BEGIN Provided records

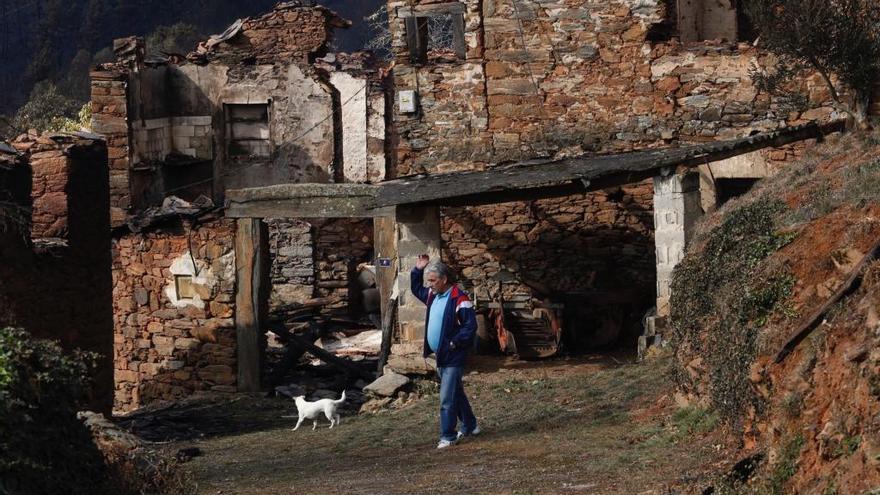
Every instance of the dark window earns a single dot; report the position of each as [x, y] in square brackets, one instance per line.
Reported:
[247, 131]
[183, 287]
[435, 32]
[706, 20]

END Provided records

Your assignment:
Restate the records word for word, omitting images.

Result:
Every instance of the dark window earns a single dot; report the position of each as [x, y] in square brackets, one instance per line.
Reported:
[247, 131]
[183, 287]
[435, 32]
[706, 20]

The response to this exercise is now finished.